### Instruction A:
From the forum thread on buying meat-processing gear, print the passage starting at "## JckDanls 07 (Sep 19, 2011)" and ending at "tickets items personally.", word for word.
### Instruction B:
Put this sentence from the forum thread on buying meat-processing gear into Spanish: "You don't have a filet knife in the list!"

Your not a fisherman are you?  You don't have a filet knife in the list!  Also good for removing the rind from bacon,  but he doesn't want knives.  He wants POWER TOOLS


----------



## JckDanls 07 (Sep 19, 2011)

Tatonka3A2 said:


> Keith,
> 
> What scale are you looking at on Cabelas site?  I would like to compare to what you can buy elsewhere.  I know you have money at Cabelas but as far as a scale goes we bought one of off eBay about 10 years ago for under $20 and it has worked great for us.  I would keep my money for the bigger tickets items personally.
> 
> Tanya


Sorry Tanya...  missed your post...   I ordered today the one above that Boykjo posted, still got the combo on sale.

      Keith


----------



## JckDanls 07 (Sep 24, 2011)

Ordered the Combo set from Cabelas on monday, got it friday >  http://www.cabelas.com/product/Cabe...7&Ntt=slicer&WTz_l=Header;Search-All+Products

   The beginning of my arsenal, Thanks y'all for your suggestions


----------



## boykjo (Sep 25, 2011)

cool.......


----------



## roller (Sep 25, 2011)

I pick up pretty good knives at garage sales thats where I got my meat slicer also...You just can`t get in a hurry...


----------

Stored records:
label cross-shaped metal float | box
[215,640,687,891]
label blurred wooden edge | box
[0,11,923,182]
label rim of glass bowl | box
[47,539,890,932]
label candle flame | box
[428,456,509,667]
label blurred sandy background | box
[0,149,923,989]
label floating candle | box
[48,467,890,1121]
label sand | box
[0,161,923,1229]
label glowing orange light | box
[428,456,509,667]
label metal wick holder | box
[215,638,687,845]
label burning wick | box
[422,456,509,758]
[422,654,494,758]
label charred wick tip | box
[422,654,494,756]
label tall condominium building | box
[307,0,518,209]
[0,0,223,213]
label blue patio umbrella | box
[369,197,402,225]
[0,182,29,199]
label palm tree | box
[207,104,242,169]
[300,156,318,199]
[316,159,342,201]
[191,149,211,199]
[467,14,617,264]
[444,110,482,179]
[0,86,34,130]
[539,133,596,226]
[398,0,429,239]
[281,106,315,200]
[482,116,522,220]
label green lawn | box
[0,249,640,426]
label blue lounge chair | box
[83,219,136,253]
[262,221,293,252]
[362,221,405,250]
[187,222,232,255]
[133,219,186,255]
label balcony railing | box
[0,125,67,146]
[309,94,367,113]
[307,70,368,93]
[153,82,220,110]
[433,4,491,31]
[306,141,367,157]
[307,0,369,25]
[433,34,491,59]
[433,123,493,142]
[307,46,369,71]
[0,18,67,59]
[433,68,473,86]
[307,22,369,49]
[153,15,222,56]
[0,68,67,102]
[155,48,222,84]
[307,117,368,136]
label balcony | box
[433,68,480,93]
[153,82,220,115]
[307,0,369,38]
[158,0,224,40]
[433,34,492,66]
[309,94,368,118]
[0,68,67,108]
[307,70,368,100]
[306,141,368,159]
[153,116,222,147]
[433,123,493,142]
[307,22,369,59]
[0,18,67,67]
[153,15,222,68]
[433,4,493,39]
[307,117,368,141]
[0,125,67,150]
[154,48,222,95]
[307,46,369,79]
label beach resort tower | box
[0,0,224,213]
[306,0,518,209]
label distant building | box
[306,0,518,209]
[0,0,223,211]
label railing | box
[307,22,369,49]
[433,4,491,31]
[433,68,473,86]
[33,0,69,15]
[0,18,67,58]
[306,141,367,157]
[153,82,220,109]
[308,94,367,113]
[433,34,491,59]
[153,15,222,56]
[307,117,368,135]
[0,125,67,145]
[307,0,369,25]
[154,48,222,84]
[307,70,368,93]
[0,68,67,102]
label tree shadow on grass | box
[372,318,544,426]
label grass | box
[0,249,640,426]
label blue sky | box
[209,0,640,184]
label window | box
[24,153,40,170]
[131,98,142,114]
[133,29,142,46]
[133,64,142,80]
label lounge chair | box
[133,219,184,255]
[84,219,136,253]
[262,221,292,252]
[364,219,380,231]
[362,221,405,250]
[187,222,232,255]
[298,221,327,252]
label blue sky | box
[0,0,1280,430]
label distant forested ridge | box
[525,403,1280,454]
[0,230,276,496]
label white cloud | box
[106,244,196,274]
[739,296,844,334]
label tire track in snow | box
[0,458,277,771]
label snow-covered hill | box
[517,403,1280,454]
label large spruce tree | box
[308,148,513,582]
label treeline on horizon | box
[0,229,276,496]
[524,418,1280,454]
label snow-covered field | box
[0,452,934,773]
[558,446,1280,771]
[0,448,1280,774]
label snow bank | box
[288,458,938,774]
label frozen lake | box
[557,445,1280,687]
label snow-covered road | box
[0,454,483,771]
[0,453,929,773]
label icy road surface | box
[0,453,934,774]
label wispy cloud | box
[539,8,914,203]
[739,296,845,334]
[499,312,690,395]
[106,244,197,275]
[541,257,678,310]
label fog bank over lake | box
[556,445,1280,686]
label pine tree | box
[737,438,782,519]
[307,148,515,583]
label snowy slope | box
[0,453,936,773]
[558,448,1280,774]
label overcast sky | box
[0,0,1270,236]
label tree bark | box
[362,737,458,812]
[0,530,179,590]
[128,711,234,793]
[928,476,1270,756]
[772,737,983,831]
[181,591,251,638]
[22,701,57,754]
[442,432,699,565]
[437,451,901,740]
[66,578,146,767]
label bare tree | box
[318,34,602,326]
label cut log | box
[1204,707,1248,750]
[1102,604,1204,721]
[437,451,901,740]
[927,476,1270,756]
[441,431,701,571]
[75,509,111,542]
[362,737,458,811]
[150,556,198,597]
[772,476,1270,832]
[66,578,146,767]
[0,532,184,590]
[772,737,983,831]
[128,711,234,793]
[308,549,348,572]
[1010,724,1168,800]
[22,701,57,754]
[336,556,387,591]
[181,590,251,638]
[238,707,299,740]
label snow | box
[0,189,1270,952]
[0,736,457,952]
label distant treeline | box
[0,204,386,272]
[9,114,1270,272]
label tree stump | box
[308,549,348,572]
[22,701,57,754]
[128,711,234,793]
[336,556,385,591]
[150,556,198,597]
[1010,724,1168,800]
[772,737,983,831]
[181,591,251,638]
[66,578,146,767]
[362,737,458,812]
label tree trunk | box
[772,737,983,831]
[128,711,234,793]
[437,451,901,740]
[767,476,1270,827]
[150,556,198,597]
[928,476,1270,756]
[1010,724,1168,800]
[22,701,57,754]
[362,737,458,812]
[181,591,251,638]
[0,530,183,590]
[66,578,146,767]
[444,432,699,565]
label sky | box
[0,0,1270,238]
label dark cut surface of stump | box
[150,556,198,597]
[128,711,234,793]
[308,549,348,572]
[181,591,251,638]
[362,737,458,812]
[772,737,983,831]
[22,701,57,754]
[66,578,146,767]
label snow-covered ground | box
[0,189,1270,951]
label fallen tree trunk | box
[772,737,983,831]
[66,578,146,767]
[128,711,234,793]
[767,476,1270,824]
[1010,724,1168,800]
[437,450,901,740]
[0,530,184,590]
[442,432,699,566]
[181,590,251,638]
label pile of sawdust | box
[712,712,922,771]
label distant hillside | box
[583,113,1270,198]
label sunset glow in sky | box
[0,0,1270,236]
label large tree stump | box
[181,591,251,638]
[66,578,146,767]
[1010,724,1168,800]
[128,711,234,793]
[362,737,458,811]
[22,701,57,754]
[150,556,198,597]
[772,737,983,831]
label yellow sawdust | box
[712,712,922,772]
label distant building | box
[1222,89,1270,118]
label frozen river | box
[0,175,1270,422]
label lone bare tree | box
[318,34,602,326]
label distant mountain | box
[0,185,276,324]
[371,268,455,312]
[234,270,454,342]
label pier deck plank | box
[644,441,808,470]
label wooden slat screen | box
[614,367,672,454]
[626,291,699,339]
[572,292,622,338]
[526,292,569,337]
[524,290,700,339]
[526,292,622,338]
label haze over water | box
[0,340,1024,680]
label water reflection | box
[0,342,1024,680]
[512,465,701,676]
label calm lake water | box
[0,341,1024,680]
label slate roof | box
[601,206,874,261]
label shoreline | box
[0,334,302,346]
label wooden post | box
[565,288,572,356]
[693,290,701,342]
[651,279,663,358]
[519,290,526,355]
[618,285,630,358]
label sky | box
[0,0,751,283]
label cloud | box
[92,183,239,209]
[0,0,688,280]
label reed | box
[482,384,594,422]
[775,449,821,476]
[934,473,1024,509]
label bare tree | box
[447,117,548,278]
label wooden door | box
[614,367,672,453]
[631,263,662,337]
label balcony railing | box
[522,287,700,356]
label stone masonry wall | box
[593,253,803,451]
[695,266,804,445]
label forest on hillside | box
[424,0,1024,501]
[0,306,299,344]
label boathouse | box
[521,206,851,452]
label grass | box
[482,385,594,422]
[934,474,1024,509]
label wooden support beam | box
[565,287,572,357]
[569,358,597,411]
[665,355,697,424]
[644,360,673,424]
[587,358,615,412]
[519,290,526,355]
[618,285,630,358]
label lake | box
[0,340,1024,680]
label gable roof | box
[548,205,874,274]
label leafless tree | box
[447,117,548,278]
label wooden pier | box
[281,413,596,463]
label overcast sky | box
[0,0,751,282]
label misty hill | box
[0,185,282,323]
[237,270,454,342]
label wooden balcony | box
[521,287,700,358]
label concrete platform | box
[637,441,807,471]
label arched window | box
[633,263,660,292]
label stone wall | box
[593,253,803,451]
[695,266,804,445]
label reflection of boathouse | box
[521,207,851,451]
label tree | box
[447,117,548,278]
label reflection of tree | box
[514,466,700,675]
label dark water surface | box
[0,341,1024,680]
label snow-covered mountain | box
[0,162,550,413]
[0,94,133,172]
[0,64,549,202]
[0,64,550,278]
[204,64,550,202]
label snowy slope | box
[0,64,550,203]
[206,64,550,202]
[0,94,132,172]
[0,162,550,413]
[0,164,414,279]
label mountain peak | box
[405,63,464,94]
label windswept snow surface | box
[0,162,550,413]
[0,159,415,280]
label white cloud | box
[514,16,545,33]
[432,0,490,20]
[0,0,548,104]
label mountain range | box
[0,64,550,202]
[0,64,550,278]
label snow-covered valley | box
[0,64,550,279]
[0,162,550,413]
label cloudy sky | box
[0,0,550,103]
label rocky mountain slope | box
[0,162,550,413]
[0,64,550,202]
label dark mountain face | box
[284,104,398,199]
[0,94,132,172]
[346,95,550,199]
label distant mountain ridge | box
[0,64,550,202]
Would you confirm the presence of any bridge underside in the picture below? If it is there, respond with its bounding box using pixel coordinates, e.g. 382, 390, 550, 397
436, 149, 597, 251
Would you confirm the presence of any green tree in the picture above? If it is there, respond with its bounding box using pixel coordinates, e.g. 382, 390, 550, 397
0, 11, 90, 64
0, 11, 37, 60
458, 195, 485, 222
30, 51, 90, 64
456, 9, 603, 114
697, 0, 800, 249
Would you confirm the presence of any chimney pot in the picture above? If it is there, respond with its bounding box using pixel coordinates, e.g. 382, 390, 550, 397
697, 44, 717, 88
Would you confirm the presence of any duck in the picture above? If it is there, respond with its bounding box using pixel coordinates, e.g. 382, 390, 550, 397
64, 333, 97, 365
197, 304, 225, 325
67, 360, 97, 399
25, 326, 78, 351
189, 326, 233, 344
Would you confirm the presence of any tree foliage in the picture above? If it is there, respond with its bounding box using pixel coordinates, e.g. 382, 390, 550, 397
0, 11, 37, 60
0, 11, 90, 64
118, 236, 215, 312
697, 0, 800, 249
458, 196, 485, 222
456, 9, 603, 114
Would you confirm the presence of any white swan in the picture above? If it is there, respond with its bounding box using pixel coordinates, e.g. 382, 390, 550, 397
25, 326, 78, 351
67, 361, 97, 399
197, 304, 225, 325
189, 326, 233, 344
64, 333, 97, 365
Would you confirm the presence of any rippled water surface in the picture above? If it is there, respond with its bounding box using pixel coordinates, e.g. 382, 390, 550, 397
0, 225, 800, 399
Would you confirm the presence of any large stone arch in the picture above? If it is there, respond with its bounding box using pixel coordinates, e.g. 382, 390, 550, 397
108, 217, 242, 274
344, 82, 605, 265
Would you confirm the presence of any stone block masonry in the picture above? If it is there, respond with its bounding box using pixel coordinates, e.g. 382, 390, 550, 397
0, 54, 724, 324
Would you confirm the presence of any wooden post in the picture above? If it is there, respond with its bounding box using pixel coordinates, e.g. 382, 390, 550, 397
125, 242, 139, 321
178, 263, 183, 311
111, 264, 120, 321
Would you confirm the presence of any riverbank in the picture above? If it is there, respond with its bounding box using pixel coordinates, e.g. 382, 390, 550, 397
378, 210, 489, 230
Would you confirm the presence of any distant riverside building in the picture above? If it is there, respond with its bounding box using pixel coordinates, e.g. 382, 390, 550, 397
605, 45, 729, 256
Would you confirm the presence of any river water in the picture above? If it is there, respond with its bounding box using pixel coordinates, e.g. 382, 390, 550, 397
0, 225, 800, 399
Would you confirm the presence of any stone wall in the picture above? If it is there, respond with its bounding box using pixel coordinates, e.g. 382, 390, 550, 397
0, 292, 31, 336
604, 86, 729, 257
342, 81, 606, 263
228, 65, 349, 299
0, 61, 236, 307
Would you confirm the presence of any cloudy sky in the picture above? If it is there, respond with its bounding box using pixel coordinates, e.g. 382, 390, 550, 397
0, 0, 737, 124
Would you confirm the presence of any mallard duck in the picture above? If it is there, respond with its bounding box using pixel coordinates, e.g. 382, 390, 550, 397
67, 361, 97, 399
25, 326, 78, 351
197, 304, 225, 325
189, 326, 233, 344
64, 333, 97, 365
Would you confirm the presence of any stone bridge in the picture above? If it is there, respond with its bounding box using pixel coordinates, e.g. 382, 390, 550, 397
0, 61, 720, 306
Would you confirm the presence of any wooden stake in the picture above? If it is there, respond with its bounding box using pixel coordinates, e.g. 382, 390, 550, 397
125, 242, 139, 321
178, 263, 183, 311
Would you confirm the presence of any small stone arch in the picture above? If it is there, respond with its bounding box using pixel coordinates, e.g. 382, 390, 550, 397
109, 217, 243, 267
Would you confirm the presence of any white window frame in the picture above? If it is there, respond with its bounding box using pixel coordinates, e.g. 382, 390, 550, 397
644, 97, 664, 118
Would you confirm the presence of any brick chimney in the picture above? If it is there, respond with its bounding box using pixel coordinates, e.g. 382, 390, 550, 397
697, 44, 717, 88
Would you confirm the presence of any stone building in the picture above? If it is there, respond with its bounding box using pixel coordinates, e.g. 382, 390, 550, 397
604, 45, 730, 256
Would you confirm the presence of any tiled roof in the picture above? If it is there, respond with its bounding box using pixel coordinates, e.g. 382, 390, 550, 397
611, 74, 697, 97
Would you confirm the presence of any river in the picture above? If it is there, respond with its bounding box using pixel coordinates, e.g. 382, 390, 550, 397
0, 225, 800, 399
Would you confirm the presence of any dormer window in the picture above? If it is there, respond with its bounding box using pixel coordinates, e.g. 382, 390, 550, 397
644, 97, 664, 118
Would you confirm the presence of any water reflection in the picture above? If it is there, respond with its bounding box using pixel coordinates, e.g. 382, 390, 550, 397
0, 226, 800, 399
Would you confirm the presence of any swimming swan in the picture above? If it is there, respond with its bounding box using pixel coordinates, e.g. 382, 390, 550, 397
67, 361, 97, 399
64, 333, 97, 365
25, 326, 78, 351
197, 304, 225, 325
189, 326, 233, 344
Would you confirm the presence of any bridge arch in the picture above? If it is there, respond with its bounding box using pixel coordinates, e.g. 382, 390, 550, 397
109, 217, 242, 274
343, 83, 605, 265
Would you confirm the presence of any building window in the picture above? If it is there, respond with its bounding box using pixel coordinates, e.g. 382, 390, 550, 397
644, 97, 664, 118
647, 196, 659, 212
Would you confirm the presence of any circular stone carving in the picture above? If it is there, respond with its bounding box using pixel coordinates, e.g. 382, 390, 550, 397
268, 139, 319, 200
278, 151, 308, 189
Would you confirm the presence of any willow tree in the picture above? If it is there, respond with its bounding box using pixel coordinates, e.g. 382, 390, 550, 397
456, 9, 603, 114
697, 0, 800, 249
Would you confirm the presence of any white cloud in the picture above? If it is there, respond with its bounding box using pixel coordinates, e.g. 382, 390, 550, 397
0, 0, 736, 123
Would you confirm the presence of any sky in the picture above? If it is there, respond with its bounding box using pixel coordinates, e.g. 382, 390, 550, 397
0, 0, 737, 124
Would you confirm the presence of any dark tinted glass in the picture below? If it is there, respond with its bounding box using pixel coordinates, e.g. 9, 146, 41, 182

### Written response A:
## JckDanls 07 (Sep 19, 2011)

Tatonka3A2 said:


> Keith,
> 
> What scale are you looking at on Cabelas site?  I would like to compare to what you can buy elsewhere.  I know you have money at Cabelas but as far as a scale goes we bought one of off eBay about 10 years ago for under $20 and it has worked great for us.  I would keep my money for the bigger tickets items personally.

### Written response B:
¡No tienes un cuchillo para filetear en la lista!